**EXPLORE THE MATERIAL:**
1. Reproduce the blog passage about the past summer word for word, from "Last summer the" up to and including "put out there.".
2. Resume the blog post about writing through a second pandemic summer, picking up after its final sentence.

**EXCERPTED PASSAGE:**
────────────────
The past three months the writing I’ve posted has been more about day to day stuff, some of it more personal and some of it broader and more general. I guess it’s just a reflection of where I’ve been at and how it’s all been unfolding. This past summer could have unfolded a few different ways and it ended up feeling even weirder and more stressful than last summer.
Last summer the whole Covid thing was new and my joking name for it as Coronamageddon still kind of felt like a joke. But this summer, it felt like we should have better applied some of what we had learned over the past year. For it to still be happening the way it was happening, for people to be not just refusing vaccines but arguing against them and even arguing against masks and on top of that, having a more contagious variant circulating and trying to get an idea of how back to school would look…well, it was a disappointing and stressful time. So, I wrote about that and didn’t have any big picture or single idea essays to put out there.
────────────────
**GIVEN ENTRIES:**
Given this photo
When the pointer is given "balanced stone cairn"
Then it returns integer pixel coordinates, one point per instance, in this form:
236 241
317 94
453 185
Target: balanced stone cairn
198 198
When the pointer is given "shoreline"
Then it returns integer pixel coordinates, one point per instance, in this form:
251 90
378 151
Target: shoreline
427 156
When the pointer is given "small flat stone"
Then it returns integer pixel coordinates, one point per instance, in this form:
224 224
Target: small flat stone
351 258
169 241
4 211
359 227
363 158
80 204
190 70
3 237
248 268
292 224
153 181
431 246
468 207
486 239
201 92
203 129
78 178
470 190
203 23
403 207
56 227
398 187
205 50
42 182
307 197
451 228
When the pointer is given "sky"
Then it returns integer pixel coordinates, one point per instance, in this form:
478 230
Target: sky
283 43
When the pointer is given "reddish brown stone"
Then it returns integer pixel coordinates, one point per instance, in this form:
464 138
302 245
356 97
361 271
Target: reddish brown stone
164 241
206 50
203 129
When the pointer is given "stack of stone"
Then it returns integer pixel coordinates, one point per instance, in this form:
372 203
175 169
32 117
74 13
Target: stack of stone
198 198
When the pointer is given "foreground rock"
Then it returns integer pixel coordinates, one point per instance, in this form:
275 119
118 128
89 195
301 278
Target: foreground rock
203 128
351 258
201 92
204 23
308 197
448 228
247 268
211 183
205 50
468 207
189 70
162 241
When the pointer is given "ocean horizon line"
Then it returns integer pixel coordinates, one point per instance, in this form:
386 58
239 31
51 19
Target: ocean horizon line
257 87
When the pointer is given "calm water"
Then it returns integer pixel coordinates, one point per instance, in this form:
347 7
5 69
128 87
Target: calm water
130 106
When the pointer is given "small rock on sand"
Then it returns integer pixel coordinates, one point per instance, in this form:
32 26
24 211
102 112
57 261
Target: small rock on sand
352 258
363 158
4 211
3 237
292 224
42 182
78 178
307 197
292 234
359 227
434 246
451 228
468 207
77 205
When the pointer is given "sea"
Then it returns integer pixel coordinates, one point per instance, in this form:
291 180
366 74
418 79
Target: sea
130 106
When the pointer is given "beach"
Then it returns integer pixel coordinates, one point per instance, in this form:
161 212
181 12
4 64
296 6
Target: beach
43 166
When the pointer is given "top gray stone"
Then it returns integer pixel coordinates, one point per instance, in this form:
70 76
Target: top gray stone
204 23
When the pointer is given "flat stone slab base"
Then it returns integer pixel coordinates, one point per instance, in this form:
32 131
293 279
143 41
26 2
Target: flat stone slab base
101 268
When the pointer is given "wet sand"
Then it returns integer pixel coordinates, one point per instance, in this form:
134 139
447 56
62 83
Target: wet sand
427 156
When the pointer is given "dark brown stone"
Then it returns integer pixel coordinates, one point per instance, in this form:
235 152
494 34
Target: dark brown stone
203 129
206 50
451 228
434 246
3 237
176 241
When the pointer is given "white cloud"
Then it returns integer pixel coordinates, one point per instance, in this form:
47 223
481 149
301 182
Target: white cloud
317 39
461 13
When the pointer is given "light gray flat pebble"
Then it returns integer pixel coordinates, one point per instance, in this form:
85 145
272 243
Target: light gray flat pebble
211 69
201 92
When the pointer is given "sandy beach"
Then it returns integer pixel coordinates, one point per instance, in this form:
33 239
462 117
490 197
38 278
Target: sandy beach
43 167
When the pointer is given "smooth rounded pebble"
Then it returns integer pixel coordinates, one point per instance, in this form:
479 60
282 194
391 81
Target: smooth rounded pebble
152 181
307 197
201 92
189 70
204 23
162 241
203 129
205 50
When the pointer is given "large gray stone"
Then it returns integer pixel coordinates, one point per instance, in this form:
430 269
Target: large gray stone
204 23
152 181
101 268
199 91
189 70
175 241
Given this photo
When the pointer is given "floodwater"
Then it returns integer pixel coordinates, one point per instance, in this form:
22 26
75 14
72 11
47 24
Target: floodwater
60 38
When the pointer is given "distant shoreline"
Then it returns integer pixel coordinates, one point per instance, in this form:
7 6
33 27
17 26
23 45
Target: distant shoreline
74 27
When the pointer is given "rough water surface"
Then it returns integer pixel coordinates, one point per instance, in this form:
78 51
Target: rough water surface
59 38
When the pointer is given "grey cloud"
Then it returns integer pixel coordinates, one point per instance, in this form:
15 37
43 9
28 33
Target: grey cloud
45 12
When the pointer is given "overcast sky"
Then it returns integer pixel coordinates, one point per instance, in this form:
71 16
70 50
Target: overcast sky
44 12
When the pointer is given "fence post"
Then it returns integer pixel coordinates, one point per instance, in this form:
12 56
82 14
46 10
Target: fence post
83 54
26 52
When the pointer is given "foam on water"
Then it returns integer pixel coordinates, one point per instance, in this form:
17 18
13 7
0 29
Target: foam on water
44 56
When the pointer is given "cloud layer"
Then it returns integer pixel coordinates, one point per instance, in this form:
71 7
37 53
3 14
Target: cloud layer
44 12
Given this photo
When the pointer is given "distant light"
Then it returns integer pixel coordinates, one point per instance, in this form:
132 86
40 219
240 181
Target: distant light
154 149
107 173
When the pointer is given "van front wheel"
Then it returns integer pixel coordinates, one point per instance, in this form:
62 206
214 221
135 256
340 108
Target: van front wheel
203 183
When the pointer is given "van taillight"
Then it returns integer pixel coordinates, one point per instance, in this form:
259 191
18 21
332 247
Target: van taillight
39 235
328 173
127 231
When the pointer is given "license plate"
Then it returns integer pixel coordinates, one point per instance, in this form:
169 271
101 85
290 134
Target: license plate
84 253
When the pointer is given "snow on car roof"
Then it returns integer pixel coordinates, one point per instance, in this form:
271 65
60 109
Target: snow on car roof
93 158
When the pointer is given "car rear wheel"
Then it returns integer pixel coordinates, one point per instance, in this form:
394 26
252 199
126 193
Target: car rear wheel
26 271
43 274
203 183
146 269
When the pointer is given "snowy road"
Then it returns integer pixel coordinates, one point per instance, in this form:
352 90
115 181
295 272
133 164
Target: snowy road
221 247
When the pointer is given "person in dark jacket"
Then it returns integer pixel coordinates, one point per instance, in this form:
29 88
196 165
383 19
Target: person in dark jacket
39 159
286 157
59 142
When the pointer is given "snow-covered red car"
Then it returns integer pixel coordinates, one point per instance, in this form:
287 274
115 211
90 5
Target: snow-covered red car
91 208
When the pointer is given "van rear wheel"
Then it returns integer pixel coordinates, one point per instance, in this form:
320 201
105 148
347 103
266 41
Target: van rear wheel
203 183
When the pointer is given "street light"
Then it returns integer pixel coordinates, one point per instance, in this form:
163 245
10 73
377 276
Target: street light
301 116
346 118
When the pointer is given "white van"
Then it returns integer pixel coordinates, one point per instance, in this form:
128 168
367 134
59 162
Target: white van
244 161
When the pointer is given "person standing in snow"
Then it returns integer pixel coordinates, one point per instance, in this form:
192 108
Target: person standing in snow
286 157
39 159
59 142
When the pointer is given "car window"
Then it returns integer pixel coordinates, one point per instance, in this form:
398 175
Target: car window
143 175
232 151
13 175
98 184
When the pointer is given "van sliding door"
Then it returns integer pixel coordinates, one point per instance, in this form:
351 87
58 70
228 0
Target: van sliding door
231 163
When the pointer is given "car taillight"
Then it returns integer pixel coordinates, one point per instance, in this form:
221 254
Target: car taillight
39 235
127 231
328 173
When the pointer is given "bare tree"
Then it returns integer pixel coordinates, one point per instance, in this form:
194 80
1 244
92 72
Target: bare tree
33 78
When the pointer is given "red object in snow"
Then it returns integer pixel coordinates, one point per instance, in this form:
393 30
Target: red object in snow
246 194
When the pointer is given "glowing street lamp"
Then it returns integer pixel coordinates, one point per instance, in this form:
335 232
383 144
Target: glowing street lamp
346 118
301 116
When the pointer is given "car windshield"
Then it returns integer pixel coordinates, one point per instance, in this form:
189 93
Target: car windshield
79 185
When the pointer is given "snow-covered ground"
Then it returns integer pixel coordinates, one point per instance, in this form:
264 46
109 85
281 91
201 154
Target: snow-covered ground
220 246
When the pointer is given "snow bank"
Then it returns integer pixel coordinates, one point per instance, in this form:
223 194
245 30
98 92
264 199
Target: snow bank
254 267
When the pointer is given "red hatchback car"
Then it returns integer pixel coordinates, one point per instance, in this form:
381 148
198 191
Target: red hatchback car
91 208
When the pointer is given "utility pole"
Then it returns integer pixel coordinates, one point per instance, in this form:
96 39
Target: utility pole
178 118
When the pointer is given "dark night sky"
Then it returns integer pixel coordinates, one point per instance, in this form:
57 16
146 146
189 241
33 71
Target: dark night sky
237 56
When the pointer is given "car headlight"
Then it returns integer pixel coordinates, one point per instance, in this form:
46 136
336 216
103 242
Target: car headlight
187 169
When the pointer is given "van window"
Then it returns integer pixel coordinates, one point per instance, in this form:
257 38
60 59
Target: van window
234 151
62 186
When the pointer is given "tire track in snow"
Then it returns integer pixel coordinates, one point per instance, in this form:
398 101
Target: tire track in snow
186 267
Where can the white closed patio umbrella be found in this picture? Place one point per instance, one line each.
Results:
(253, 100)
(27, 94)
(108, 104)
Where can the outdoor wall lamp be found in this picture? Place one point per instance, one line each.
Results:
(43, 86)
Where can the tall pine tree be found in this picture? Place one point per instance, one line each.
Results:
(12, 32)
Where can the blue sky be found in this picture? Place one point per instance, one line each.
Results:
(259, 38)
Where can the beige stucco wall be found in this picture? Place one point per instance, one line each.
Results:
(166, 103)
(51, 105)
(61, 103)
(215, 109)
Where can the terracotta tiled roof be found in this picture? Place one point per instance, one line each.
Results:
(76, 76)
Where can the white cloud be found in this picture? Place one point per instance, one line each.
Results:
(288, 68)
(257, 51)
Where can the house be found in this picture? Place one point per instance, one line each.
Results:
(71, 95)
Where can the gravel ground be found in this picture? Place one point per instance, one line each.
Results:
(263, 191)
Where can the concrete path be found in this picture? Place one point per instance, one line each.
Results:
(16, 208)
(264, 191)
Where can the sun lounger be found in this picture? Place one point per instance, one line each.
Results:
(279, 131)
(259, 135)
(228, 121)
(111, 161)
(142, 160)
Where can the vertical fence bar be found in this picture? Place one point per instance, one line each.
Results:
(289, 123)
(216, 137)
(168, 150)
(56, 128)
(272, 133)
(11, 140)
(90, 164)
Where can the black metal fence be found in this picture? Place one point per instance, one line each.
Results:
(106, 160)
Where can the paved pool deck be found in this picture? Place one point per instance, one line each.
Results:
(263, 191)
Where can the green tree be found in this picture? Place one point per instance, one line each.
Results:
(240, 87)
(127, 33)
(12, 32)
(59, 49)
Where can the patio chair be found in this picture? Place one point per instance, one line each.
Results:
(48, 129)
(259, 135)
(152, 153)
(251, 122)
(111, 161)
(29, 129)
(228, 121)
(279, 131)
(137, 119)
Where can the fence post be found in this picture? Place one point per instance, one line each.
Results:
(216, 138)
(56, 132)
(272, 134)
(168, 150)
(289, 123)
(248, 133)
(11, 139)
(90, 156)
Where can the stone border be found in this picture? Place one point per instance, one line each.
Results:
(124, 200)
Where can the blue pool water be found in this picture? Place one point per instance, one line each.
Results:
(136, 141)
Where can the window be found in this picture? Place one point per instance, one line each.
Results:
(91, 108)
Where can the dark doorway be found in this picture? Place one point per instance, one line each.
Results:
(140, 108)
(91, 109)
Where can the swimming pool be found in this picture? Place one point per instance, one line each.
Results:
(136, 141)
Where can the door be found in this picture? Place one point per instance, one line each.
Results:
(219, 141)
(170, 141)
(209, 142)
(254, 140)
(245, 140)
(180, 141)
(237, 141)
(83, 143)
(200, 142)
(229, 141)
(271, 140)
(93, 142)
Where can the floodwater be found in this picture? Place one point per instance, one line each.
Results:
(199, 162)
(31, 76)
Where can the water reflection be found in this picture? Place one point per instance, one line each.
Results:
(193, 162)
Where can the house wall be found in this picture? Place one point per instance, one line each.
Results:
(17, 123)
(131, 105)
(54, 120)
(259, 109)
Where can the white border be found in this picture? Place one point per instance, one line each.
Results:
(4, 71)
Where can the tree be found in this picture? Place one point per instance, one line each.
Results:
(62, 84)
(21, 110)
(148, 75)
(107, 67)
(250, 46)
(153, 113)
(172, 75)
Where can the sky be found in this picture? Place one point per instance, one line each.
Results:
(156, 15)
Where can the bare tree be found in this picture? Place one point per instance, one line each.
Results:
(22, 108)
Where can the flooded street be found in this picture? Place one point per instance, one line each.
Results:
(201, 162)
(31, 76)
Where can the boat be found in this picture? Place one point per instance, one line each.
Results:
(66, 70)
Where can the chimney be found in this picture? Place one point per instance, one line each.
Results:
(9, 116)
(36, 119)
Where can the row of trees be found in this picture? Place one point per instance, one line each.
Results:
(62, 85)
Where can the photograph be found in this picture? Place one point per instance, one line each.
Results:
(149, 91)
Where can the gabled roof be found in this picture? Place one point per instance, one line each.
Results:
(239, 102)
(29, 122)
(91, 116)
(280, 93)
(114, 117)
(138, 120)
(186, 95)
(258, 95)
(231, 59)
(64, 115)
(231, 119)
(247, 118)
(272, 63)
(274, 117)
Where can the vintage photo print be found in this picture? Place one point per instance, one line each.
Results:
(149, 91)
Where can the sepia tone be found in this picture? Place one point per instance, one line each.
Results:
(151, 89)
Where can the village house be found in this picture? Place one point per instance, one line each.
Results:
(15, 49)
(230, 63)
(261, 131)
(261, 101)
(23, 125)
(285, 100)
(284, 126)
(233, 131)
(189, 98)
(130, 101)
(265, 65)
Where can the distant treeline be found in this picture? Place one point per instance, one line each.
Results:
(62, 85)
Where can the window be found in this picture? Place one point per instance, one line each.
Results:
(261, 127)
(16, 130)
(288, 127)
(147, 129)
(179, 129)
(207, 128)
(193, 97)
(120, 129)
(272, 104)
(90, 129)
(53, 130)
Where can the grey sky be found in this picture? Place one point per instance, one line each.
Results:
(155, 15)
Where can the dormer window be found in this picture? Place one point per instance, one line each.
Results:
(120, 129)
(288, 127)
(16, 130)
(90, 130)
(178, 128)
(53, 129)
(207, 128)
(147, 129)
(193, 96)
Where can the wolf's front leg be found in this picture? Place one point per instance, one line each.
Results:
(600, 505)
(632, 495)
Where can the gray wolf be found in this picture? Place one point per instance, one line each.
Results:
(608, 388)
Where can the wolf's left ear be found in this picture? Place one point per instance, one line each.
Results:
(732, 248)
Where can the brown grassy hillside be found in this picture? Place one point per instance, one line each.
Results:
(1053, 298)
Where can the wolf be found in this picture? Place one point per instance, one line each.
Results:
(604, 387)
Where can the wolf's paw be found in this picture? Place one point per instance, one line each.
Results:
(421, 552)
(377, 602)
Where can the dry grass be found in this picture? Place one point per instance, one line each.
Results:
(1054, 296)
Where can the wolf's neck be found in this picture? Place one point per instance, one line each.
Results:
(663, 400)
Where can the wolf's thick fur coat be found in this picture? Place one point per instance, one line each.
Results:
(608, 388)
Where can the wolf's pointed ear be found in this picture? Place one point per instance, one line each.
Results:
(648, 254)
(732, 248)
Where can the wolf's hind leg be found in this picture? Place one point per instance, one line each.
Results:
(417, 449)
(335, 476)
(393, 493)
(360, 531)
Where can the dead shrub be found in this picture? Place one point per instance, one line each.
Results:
────────────────
**ANSWERS FOR THE EXERCISE:**
1.
Last summer the whole Covid thing was new and my joking name for it as Coronamageddon still kind of felt like a joke. But this summer, it felt like we should have better applied some of what we had learned over the past year. For it to still be happening the way it was happening, for people to be not just refusing vaccines but arguing against them and even arguing against masks and on top of that, having a more contagious variant circulating and trying to get an idea of how back to school would look…well, it was a disappointing and stressful time. So, I wrote about that and didn’t have any big picture or single idea essays to put out there.

2.
What’s the point of discussing any of these bigger ideas right now anyway? This many months into Coronamageddon, it feels very much like people have made up their minds and the majority of people are dug in and staying put. People don’t want to challenge their position. They don’t want to learn and possibly change their minds. They believe what they believe and that’s that. Fuck the facts and fuck everyone else. I wasn’t going to waste my time digging into any one idea. And honestly, the rhythm of life lately hasn’t been conducive to thinking deeply into any one idea. This many months into Coronamageddon, every day is a swirled up mix of circus, chaos, and shit show with a dash of stress and despair thrown in to spice it up.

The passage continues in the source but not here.